Copy the material below word for word, keeping every line as it stands but leaving out the pictures.

— start LISTED ENTRIES —

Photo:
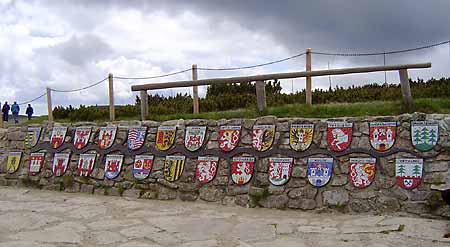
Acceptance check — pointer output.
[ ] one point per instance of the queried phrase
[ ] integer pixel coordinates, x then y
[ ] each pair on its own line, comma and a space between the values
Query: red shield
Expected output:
229, 137
361, 171
206, 168
339, 135
382, 135
242, 169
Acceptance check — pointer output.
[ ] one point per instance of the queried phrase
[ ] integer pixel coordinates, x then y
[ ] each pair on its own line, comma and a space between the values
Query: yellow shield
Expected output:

— end LISTED ENTRIES —

> **OUTPUT FOR THIS TASK**:
Photo:
Acceptance check — pointer output.
[ ] one point per instance of the queried phrase
[ ] integer pixel coordinates, x then y
[ ] each pair on its own line, comma and a space between the values
Query: red shield
Expected output:
229, 137
361, 171
206, 168
339, 135
382, 135
242, 169
Acceptance check — pointer output.
[ ] one point per instance of the queried phrase
[ ] integer pixel coordinates, x then y
[ ] each pair on its own line, comma and a space between the values
Query: yellow shield
Expected output:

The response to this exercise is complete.